Перечислите всех персонажей пьес, которых фрагмент о хронике «Вудсток» и драме Шекспира называет по имени.
____ ФРАГМЕНТ
В анонимной хронике более подробно, чем в драме Шекспира, показана политика Ричарда, вызывающая всеобщее недовольство. Шекспир лишь кратко упоминает о влиянии льстецов при дворе и о тяжелых налогах возможно именно потому, что в драме «Вудсток» об этом говорится во многих сценах. В анонимной драме наиболее драматические сцены связаны с судьбой протектора Вудстока. Лорд-протектор осмеливается открыто обличать фаворитов в парламенте, сокрушаясь о том, что политика государства находится в руках неопытных и дерзких мальчишек, что, если раньше Англией правили убеленные сединой опытные старцы, то теперь управление государством, эта ноша, посильная только для Атланта, возложена на плечи «пигмея».

Король приказывает тайно убить Вудстока, но не предвидит, какие последствия вызовет это убийство. Лорды и коммонеры поднимают мятеж, изгоняют верховного судью Трессилиана, а король вынужден пойти на уступки и примириться с лордами.

В хронике Шекспира возобновляется конфликт между королем и лордами. Однако с самого начала главные персонажи в драме Шекспира наделены иными чертами, чем персонажи анонимной хроники: там Джон Гонт герцог Ланкастерский выведен противником короля, возглавляющим мятеж после убийства Вудстока, в то время как у Шекспира Гонт проповедует покорность законному монарху и признает за подданными право действовать только убеждением, но не насилием.
________
____ ДАННЫЕ
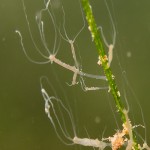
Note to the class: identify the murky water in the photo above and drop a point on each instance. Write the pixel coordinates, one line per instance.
(23, 122)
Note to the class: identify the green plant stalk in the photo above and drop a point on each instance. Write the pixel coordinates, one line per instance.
(104, 60)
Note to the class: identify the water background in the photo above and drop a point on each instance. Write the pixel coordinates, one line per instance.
(23, 122)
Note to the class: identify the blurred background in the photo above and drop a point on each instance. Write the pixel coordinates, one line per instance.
(23, 122)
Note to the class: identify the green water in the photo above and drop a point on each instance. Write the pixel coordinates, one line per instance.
(23, 122)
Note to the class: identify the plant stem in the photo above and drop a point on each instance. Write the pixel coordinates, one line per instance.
(92, 26)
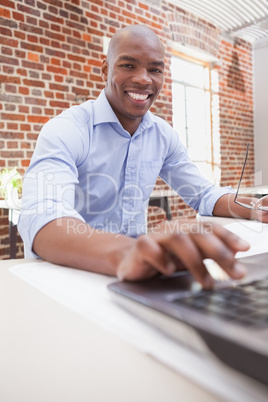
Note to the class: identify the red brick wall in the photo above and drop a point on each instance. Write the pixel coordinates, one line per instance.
(50, 59)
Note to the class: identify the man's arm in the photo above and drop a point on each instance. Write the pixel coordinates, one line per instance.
(174, 245)
(225, 206)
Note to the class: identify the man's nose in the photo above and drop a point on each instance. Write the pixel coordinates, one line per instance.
(142, 77)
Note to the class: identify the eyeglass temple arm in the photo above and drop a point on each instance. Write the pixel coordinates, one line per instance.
(245, 161)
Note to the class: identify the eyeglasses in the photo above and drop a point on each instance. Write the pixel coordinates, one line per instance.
(251, 205)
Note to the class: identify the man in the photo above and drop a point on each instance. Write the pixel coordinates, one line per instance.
(87, 188)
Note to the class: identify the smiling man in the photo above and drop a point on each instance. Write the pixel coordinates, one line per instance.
(134, 74)
(87, 189)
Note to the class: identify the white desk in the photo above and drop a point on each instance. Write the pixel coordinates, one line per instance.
(50, 353)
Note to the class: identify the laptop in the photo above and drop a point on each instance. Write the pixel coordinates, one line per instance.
(229, 322)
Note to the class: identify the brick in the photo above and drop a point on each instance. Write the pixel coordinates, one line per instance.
(37, 119)
(5, 13)
(5, 116)
(33, 83)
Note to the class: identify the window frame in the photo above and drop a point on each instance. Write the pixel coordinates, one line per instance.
(209, 66)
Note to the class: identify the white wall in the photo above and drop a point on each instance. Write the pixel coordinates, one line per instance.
(260, 58)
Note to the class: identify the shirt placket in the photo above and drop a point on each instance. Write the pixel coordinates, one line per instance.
(130, 196)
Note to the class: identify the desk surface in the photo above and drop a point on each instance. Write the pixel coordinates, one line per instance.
(50, 353)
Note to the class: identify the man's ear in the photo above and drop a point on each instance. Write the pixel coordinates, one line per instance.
(104, 70)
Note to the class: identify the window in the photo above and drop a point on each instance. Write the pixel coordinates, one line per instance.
(196, 113)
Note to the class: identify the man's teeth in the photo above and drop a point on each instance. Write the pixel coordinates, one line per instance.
(135, 96)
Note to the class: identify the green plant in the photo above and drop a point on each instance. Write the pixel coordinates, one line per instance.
(10, 178)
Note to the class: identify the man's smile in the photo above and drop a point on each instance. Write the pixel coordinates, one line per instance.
(137, 96)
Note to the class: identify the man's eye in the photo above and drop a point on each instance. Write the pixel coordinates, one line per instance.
(127, 66)
(156, 70)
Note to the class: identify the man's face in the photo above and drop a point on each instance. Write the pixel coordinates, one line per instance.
(134, 76)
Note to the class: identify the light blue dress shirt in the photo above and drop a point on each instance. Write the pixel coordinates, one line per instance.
(85, 165)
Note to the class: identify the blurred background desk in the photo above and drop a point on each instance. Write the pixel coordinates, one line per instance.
(13, 216)
(159, 198)
(258, 191)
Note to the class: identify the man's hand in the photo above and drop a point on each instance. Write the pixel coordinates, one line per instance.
(183, 244)
(261, 215)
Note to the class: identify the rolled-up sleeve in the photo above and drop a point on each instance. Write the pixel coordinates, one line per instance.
(49, 185)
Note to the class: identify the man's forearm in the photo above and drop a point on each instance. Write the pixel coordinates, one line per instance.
(71, 242)
(225, 206)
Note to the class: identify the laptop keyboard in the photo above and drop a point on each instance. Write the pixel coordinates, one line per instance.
(246, 304)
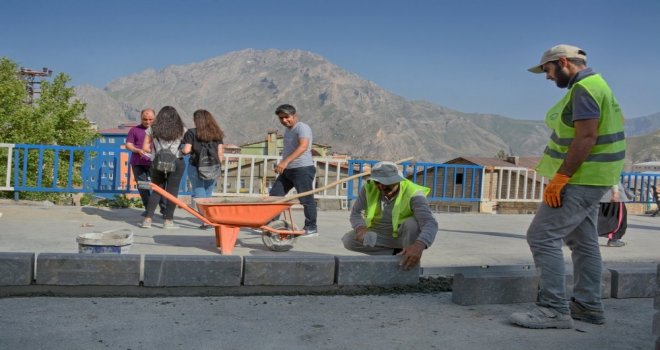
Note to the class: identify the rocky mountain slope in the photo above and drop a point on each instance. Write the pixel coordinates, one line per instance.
(351, 114)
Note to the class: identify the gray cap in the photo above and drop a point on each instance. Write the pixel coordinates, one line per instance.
(386, 173)
(555, 52)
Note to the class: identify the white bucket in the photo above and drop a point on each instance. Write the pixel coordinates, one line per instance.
(113, 241)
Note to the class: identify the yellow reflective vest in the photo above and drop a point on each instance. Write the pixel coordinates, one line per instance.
(401, 209)
(604, 164)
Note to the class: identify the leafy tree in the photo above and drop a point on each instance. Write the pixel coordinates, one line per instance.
(55, 118)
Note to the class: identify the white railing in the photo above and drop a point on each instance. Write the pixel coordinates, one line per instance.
(513, 184)
(6, 171)
(253, 175)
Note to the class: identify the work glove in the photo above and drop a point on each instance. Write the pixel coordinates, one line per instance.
(552, 193)
(369, 239)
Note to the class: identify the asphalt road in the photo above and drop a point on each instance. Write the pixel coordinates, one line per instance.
(412, 321)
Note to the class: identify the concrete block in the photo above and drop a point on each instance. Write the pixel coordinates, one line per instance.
(454, 270)
(605, 284)
(192, 270)
(16, 269)
(309, 270)
(374, 270)
(633, 282)
(495, 287)
(88, 269)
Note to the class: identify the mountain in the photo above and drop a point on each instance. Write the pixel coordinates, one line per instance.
(353, 115)
(644, 148)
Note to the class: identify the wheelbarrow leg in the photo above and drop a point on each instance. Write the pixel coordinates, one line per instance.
(225, 238)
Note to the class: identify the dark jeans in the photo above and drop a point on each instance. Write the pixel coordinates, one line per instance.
(171, 182)
(141, 173)
(302, 179)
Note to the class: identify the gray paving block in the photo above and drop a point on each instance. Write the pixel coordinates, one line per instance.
(374, 270)
(605, 284)
(192, 270)
(633, 282)
(495, 287)
(16, 269)
(88, 269)
(453, 270)
(308, 270)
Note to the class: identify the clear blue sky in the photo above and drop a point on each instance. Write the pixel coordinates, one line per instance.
(469, 55)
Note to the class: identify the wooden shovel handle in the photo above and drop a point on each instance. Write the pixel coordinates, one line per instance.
(307, 193)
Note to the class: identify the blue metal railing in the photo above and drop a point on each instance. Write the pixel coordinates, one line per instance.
(641, 185)
(87, 169)
(448, 182)
(105, 171)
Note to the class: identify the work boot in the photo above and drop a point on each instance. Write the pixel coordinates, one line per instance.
(542, 317)
(581, 313)
(615, 243)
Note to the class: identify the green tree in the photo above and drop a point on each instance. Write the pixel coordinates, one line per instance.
(55, 118)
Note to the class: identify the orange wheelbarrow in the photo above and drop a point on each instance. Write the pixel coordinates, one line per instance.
(227, 216)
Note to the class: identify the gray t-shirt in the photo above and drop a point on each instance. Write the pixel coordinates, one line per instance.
(292, 140)
(174, 145)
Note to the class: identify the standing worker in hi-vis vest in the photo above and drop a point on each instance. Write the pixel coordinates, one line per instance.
(583, 159)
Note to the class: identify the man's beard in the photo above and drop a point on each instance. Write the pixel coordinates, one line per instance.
(561, 78)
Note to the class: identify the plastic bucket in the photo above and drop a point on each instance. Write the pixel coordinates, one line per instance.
(112, 241)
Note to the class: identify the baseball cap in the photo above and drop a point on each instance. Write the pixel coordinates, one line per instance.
(555, 52)
(386, 173)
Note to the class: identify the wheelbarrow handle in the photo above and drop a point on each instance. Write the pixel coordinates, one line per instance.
(177, 201)
(307, 193)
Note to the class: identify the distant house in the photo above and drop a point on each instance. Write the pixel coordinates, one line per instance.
(111, 138)
(652, 167)
(509, 185)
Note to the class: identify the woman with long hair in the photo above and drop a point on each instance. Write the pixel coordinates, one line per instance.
(206, 135)
(165, 133)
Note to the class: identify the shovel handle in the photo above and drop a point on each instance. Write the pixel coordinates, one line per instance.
(307, 193)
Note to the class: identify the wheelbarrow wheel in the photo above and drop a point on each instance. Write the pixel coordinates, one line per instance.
(279, 242)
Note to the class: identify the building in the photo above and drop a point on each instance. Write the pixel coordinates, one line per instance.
(509, 185)
(646, 167)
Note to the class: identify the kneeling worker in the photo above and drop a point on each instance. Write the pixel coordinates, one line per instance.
(391, 216)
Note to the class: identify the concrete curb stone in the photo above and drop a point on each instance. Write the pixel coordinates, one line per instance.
(192, 270)
(16, 269)
(481, 287)
(307, 270)
(71, 269)
(374, 270)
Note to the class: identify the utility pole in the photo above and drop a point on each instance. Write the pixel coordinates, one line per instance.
(33, 79)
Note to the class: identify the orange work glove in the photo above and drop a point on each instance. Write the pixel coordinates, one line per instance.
(552, 193)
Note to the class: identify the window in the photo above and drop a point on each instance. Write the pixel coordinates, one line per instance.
(459, 179)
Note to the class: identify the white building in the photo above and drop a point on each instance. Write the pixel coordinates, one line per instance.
(646, 167)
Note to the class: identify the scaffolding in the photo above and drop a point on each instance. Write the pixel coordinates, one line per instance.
(33, 79)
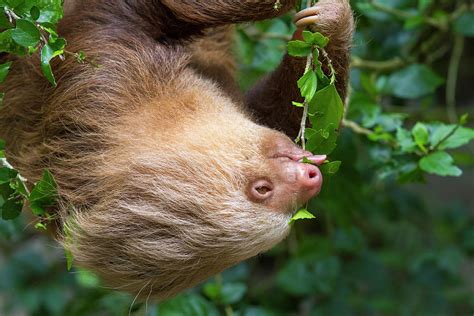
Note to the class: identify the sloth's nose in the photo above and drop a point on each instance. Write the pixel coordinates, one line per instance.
________
- ОТВЕТ: Ричард, Вудсток, Трессилиан, Джон Гонт